__Work to do__: Print the entries verbatim, leaving out the images they contain.

__Information given__:
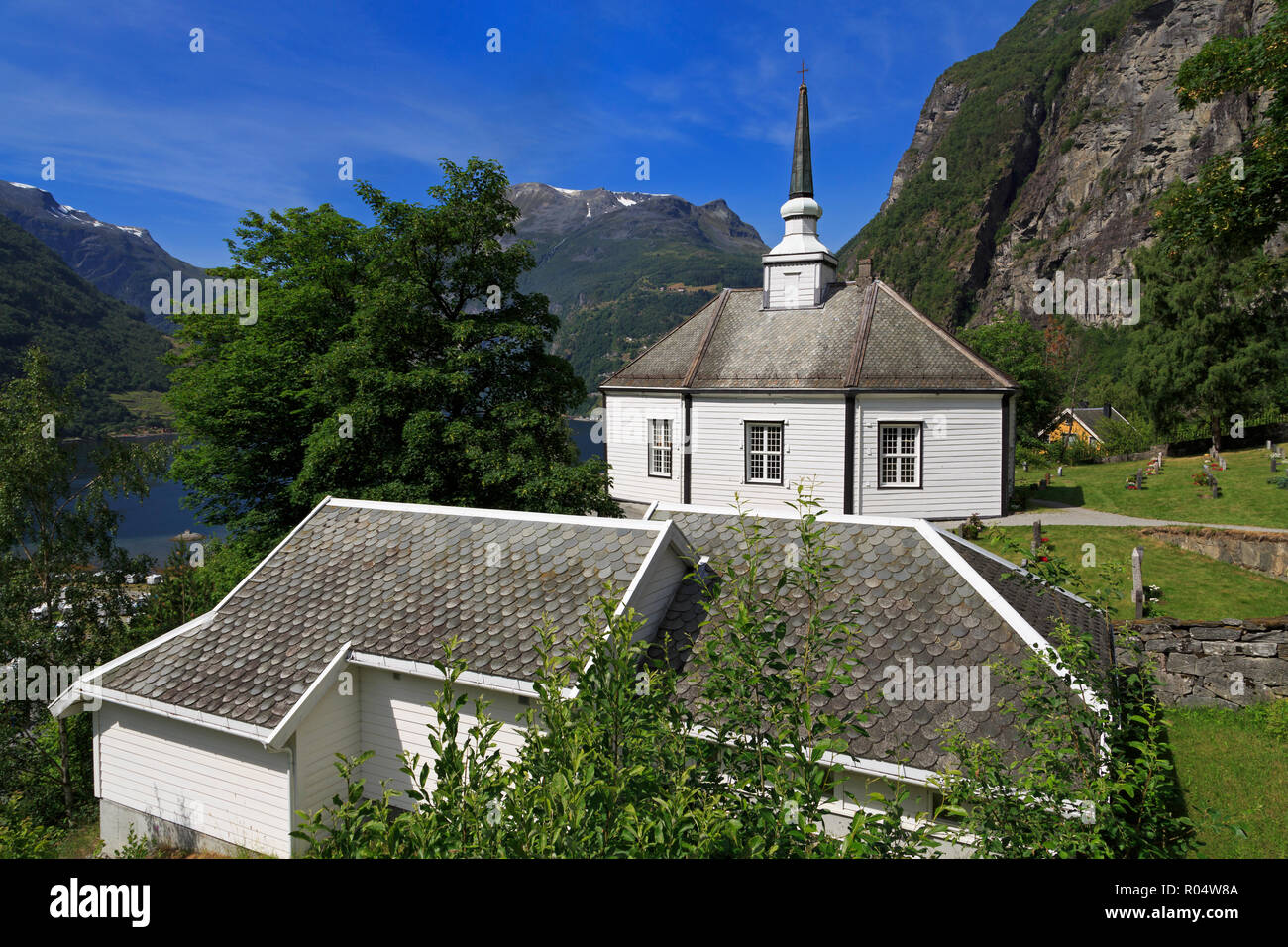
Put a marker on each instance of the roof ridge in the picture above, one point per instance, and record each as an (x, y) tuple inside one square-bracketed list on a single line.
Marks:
[(706, 341), (861, 335), (952, 339), (666, 335)]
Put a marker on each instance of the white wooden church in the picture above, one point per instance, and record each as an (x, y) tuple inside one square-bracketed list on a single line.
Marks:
[(811, 376)]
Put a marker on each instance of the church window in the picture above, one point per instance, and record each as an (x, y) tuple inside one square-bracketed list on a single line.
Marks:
[(900, 455), (764, 451), (660, 447)]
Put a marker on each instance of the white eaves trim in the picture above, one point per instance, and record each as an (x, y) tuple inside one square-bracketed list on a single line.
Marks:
[(213, 722), (934, 535), (1018, 622), (63, 703), (520, 515), (423, 669), (987, 553), (269, 557), (308, 699)]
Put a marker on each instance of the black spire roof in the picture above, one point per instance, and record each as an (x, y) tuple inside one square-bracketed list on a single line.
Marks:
[(803, 171)]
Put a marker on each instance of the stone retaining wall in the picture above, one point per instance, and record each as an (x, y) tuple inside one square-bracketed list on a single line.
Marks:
[(1263, 552), (1222, 664)]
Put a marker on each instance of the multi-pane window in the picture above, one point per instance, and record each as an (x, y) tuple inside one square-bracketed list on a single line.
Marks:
[(900, 459), (660, 447), (764, 453)]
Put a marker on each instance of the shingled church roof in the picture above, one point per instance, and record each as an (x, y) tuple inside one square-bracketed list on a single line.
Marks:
[(863, 338)]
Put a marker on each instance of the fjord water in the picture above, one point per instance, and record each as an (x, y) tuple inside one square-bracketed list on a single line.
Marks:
[(149, 525)]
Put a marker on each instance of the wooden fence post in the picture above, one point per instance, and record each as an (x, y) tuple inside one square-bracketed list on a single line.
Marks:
[(1137, 582)]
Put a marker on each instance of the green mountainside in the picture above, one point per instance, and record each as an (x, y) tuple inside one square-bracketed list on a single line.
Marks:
[(1047, 147), (622, 268), (82, 330)]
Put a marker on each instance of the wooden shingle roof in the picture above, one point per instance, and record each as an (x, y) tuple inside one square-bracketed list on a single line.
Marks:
[(863, 338)]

__Full answer__:
Put a marker on each instance of the roof ridge in the picture above, one point per instance, and record each as an (x, y) tuple inside one square-bracketed list on a single line.
Marks:
[(706, 341), (861, 335), (952, 339), (666, 335)]
Put a marker on each instance of the white wooden church in the picture above, one point per instance, and record each as an (x, y) tuple inside one square-bracketed list on a single line.
Marks:
[(811, 376)]
Put a marker on each instance of the church window in the picture above, one point per instance, and record each as an (x, y) tuple inside one square-bracketed list on a single line.
Marks:
[(900, 455), (764, 451), (660, 447)]
Put a marker on each instance of the white eaves trim in the picture above, one point per instance, and record each as an (x, y) tuple inside one square-bracketed list on a single line.
Marks:
[(213, 722), (934, 535), (1018, 622), (63, 703), (520, 515), (423, 669), (987, 553), (269, 557), (308, 699)]
Put a marker on each instance of the black spire roof in the picture above, one point per instance, and record each as an (x, y) tuple inside one square-bracketed list on a single line.
Marks:
[(803, 171)]
Put a marker on each instance of the stone retaining wall in the picture above, one point per instance, and record each as an (x, y) tuple inside one square-bracketed list on a single line.
Marks:
[(1263, 552), (1222, 664)]
Put a marker on each instance of the multi-pane window in the picture above, one point per instance, and record each as an (x, y) tuple inside one square-bracketed list on a single line.
Marks:
[(900, 459), (660, 447), (764, 453)]
Put a marker on each instance of the shingled church roof in the picture above, one point per instance, and record each as an (x, y) tuple inside one square-bracketed list on a single line.
Marks:
[(863, 338)]
Put a marker on each instance of the fjord water in the picture above, one point per instance, and record each as an (x, y) tuple inside one square-bracketed list on a single line.
Marks:
[(149, 525)]
Put a marker on each instance of the wooden fence post in the picture above, one point per instance, and record each as an (x, y) tuple inside one square-bracketed list on a single line.
Marks:
[(1137, 582)]
Put a marker on each instance of the green mountainside in the picture above, one point per instance, and record each as an (x, y) tuple inside one square-bracketed list on a single line.
Marks:
[(1047, 147), (622, 268), (82, 330)]
Put a marker on each instance of the wooden shingle roof in the picture above, one point per instance, and record each as an (x, y) tuple inside one square-bracketed list on a single line.
Marks:
[(863, 338)]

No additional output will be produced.